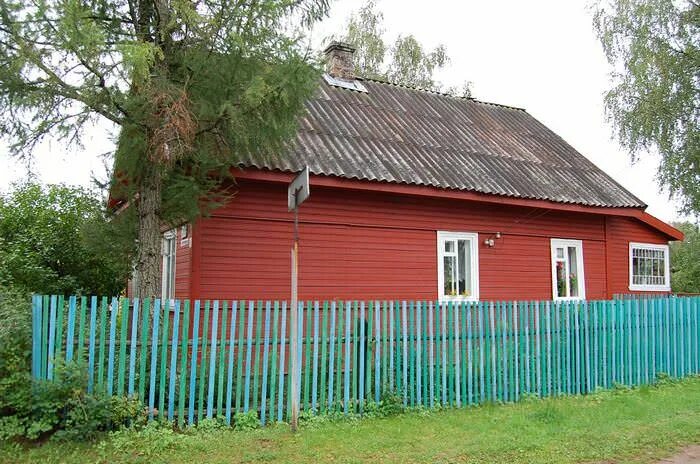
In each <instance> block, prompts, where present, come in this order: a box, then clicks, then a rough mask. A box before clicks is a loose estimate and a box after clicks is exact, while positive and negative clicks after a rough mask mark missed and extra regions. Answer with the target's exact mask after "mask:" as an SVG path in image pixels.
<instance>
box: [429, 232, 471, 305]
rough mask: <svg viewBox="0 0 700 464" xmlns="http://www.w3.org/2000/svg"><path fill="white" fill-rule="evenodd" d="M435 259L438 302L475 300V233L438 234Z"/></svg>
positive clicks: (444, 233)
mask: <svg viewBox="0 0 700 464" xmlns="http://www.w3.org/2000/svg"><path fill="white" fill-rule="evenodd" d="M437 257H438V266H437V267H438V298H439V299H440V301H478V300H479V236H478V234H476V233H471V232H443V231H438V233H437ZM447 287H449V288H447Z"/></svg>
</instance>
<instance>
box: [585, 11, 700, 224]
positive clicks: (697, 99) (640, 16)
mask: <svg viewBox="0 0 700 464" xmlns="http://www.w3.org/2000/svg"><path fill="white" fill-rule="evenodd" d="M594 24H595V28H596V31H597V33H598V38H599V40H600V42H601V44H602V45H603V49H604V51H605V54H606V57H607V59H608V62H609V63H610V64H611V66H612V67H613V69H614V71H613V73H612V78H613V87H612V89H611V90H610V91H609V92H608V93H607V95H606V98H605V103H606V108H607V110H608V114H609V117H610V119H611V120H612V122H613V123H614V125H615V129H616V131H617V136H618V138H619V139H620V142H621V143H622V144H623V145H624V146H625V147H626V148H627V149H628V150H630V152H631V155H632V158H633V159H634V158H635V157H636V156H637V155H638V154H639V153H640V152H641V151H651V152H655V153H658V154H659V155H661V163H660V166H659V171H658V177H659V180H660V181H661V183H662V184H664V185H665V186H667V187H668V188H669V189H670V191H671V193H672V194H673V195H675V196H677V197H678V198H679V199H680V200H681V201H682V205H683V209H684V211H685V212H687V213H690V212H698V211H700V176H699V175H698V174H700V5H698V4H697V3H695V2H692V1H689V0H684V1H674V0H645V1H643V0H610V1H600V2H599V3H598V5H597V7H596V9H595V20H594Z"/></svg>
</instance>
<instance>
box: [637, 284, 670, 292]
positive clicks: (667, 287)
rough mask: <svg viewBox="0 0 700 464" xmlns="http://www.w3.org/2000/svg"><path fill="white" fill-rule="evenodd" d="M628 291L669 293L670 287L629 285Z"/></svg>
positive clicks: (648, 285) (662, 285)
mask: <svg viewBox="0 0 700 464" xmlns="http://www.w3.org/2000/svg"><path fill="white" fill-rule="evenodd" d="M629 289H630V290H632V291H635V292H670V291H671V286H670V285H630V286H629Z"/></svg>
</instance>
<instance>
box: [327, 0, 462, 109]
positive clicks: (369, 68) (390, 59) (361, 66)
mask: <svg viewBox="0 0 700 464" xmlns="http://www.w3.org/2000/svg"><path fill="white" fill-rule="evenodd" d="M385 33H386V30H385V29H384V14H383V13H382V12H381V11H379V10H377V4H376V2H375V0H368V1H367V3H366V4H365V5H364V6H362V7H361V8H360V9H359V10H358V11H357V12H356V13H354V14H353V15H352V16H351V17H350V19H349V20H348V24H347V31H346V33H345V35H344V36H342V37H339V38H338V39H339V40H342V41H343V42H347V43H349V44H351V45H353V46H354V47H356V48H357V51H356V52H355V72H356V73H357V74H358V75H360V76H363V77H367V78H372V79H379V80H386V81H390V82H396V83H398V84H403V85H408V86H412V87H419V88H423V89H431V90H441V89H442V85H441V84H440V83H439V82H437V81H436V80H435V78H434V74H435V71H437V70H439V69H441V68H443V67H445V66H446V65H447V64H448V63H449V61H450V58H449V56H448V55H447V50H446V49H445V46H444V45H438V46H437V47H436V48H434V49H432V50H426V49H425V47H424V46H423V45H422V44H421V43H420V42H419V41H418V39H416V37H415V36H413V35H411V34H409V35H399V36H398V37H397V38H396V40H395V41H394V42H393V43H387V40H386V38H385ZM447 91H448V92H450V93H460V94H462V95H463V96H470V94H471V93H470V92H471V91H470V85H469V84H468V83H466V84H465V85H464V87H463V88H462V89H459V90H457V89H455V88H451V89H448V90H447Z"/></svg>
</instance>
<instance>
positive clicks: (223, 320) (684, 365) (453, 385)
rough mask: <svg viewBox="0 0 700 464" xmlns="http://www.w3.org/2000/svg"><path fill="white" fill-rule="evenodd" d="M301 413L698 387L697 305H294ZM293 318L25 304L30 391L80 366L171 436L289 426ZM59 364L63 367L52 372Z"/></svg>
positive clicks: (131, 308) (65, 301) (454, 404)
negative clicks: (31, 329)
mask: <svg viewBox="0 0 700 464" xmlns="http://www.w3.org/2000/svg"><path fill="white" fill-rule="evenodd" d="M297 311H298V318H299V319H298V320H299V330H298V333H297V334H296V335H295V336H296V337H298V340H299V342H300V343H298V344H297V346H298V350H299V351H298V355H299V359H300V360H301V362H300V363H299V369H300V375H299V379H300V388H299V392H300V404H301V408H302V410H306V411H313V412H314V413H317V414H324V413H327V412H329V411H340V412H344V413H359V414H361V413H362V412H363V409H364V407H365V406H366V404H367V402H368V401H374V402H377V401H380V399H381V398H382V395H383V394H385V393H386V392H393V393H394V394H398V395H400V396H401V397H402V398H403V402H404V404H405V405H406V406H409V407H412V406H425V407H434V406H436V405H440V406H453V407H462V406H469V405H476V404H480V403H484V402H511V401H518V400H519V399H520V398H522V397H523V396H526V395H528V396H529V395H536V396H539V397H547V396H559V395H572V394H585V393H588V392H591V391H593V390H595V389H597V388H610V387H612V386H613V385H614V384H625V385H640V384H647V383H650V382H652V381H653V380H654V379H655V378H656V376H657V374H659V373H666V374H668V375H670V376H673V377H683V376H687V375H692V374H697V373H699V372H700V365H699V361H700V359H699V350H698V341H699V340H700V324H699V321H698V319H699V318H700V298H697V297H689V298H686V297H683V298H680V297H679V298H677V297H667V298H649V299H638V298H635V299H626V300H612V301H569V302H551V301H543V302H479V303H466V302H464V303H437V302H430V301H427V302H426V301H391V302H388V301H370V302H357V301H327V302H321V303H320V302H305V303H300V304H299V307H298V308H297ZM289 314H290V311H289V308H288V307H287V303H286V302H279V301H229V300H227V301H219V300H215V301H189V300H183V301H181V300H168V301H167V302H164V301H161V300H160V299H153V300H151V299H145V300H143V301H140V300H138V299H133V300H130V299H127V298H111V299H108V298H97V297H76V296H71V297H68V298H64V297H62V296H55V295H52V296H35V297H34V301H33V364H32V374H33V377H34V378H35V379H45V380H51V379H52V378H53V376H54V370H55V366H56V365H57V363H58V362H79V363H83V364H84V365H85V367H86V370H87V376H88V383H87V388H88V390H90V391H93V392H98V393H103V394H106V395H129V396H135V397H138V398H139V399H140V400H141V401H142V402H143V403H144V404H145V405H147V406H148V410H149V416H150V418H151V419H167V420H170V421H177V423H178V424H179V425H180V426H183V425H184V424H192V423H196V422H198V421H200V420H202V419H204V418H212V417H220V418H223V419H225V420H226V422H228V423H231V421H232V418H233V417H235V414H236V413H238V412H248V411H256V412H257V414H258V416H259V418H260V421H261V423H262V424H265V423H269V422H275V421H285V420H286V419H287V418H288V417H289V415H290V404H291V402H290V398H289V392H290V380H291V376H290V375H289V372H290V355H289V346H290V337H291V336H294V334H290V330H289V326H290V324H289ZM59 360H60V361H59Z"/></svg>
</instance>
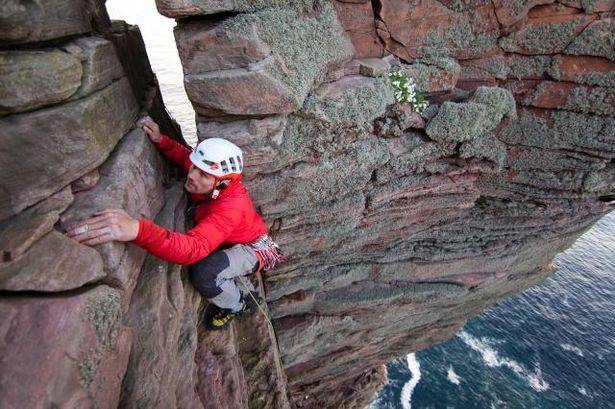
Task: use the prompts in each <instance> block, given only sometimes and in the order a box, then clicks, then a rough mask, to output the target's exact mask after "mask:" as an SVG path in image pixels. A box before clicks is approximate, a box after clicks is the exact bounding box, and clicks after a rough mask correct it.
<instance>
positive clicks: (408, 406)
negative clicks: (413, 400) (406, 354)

Instructions for the task:
Set the lines above down again, word for word, from the first through the one containing "259L438 302L475 300V233L438"; pictures excluded.

Exercise solution:
In each <instance> block, prompts, where present, come in this order: a box, then clicks, then a rough mask. A box before clicks is a loose estimate and a box after clicks is exact, while positive and negative clicks after a rough mask mark missed and extra regions. Answer with the target's exact mask after "mask:" as an SVG path in image pixels.
<instance>
box: [429, 232, 471, 305]
rough mask: <svg viewBox="0 0 700 464" xmlns="http://www.w3.org/2000/svg"><path fill="white" fill-rule="evenodd" d="M435 259L438 302L475 300V233L438 234Z"/></svg>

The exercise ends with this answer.